--- THE TASK ---
Swap "sunglasses" for "goggles" in the data, starting at the line that contains "of the sunglasses" and ending at the line that contains "Target: sunglasses". Return only those lines, with everything else left unchanged.

(Dataset excerpt)
........
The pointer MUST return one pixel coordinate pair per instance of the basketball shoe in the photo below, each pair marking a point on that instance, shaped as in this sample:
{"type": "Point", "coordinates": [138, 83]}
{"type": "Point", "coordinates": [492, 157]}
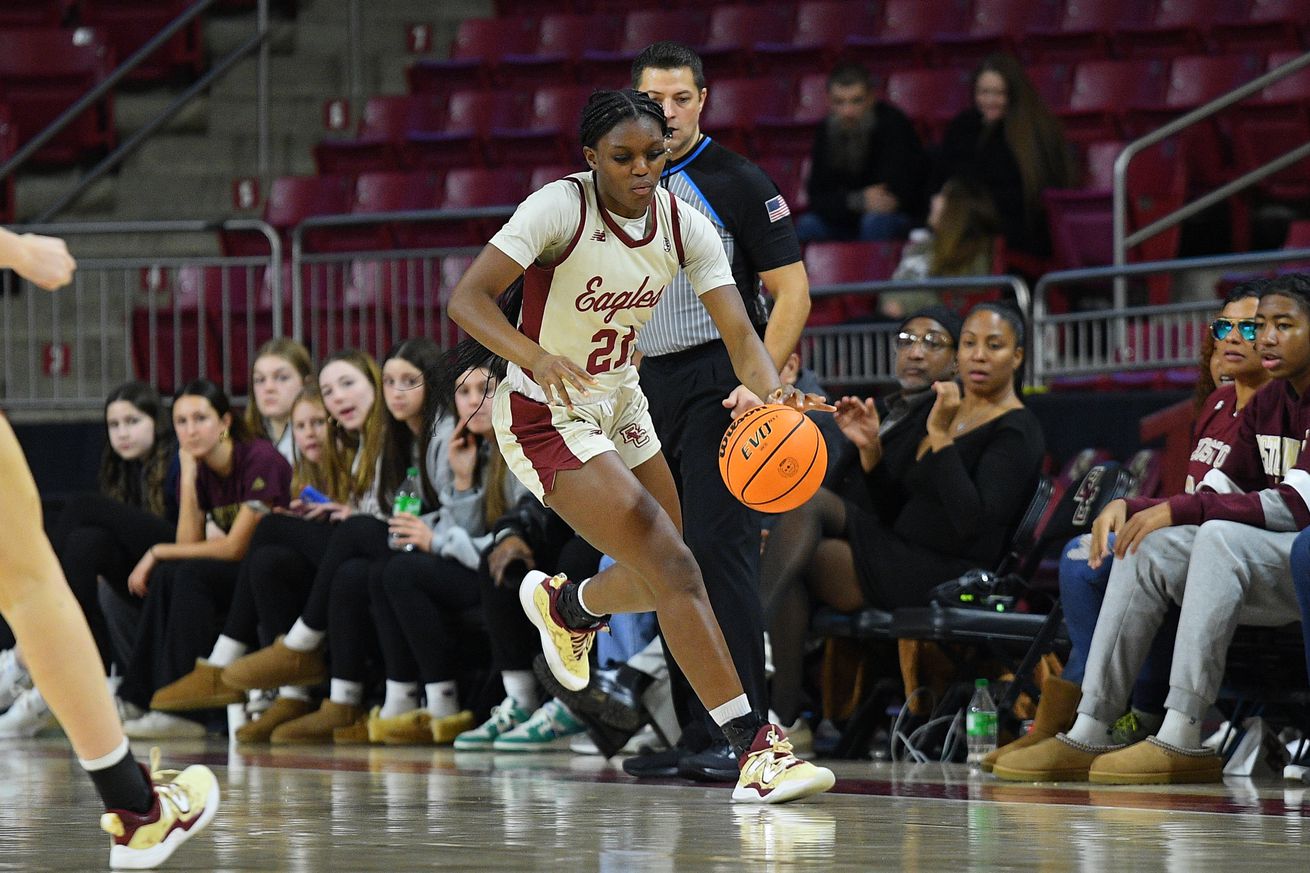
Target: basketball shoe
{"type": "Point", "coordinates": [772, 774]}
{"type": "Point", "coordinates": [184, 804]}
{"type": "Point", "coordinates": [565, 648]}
........
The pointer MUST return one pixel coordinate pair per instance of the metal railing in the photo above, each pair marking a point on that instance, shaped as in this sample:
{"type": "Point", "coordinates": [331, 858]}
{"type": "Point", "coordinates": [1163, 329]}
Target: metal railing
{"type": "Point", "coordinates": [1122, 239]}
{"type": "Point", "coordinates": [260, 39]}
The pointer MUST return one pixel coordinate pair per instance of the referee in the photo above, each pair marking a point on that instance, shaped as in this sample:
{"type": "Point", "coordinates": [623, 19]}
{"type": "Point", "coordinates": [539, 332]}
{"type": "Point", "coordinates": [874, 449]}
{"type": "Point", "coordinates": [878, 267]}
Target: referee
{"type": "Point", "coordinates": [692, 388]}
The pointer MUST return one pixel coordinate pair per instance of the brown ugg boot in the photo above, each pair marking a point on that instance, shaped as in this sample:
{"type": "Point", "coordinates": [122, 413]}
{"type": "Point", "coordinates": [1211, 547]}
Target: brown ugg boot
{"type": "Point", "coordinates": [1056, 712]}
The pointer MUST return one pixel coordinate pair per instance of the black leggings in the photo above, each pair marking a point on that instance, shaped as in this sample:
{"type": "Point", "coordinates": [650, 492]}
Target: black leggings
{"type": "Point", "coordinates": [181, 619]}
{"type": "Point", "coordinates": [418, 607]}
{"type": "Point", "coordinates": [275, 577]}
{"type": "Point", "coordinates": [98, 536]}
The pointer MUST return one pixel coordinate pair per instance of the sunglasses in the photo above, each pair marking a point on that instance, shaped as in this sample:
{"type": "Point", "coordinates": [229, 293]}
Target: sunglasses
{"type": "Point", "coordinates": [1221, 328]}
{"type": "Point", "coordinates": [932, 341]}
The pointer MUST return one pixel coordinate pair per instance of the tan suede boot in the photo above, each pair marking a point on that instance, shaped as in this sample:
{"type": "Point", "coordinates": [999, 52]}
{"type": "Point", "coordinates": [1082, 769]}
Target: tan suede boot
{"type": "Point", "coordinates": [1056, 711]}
........
--- COMPLETED TASK ---
The pointer MUST return one pixel coordinate pair per instance of the goggles in the photo above, each pair marking a point on that instance, shaped as in this sample:
{"type": "Point", "coordinates": [229, 293]}
Target: goggles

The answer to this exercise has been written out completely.